> [Do this]
Quote the line containing "of the navy" and all lines that follow it in the listing below, exactly as written.
-------- Supplied data
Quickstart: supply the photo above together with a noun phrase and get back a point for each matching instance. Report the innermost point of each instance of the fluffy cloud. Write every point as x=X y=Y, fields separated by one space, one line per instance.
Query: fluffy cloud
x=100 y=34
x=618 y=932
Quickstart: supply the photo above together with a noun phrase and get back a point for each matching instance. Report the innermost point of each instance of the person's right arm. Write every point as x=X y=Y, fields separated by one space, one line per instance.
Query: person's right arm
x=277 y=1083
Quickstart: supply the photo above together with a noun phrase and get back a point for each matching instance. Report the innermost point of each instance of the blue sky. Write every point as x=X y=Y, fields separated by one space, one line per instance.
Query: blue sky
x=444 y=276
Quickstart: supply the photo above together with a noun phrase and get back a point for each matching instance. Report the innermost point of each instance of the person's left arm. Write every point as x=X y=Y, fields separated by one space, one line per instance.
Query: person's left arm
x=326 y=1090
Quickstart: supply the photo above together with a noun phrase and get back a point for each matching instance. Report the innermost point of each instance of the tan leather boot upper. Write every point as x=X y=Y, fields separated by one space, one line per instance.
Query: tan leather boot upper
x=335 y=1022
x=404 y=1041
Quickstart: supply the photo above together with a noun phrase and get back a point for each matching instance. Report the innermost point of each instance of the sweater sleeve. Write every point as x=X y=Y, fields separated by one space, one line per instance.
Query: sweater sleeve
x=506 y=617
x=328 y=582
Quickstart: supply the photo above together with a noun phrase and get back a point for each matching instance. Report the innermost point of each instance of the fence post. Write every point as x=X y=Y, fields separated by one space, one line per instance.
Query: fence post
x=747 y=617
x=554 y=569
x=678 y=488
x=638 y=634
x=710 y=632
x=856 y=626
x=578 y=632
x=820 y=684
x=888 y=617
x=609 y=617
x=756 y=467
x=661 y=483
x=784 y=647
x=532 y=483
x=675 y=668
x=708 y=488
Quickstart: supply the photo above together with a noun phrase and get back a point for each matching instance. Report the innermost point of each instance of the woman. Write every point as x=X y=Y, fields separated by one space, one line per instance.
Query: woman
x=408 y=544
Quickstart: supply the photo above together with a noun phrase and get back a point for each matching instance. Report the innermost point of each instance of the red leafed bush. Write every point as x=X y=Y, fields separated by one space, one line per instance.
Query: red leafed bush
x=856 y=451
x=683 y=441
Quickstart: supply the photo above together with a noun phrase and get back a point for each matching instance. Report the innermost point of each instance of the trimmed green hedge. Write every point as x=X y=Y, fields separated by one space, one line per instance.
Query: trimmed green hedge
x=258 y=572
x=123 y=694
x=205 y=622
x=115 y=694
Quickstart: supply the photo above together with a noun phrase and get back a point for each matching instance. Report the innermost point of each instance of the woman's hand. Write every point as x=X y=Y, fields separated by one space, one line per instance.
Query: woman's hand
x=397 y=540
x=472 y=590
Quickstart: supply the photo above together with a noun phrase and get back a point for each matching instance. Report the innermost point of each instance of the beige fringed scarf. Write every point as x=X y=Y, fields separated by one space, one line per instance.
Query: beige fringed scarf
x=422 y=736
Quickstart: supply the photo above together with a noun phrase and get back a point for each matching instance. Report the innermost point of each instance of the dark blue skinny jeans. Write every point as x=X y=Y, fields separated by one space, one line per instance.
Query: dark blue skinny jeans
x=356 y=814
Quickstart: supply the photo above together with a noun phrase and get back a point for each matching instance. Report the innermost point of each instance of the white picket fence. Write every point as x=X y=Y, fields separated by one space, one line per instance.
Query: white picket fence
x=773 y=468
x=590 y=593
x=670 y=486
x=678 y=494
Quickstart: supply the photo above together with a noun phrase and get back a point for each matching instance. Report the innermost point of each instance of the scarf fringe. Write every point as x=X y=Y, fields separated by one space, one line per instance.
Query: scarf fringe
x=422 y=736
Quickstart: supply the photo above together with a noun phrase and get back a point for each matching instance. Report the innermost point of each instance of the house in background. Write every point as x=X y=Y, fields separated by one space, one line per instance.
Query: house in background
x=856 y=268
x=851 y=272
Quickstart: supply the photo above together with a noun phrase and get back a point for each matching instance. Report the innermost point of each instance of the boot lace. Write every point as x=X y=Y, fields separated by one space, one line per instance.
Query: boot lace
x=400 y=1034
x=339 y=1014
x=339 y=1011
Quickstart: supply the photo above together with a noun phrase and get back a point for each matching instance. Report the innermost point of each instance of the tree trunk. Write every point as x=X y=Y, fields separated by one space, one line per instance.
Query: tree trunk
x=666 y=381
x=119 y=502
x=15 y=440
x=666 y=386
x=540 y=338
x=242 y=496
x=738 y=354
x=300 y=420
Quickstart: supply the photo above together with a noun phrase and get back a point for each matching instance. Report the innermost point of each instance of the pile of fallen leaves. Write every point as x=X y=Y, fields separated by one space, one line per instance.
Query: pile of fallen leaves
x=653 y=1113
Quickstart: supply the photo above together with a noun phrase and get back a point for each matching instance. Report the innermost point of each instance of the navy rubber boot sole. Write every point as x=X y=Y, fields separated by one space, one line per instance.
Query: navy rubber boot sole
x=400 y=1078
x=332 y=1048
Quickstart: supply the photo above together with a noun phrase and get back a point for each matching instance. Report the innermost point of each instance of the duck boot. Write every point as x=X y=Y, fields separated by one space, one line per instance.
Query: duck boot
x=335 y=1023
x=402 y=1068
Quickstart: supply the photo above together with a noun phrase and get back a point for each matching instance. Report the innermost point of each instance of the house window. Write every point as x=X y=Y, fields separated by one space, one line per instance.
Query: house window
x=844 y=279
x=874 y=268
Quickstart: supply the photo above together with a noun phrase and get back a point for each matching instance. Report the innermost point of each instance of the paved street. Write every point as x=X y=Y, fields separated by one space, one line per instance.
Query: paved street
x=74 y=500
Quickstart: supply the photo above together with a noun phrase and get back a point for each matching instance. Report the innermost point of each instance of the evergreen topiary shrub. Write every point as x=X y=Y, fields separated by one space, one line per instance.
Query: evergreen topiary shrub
----------------
> [Answer to the task]
Quickstart: supply the photo above together with a noun phrase and get back a point for each matching instance. Report the innermost point of each instance of the navy rubber boot sole. Write every point as x=X y=Y, fields separated by one space, one line per instance.
Query: navy rubber boot sole
x=400 y=1078
x=332 y=1048
Quickstart: supply the photo above together with a noun phrase and get back a point for each matching instance. Report the innermost point of each instance of the duck boot. Write every point as x=X y=Y, fields separated by one space, one line per instance.
Query: duck boot
x=335 y=1023
x=402 y=1068
Quickstart: supply the photo above together with a noun phrase and get back a point for each matching instance. Report the innermost point of each instance of the house window. Write every point as x=X y=Y, fields separated by one space, one line per instance.
Query: house window
x=844 y=279
x=874 y=268
Quickstart: supply the photo above together with a noun phrase and get back a point for each matching instance. Report the innermost point of each instance of the paved street. Write every point as x=X y=Y, fields separated by one space, one line per instance.
Query: paved street
x=74 y=500
Quickstart: supply the photo above together with a noun phrase and get back a point for each matching instance. Report the innermost point of each instance of the evergreen topiary shrub. Write every point as x=X y=Y, fields separated by one space, one line per instance.
Query: evergreen topiary shrub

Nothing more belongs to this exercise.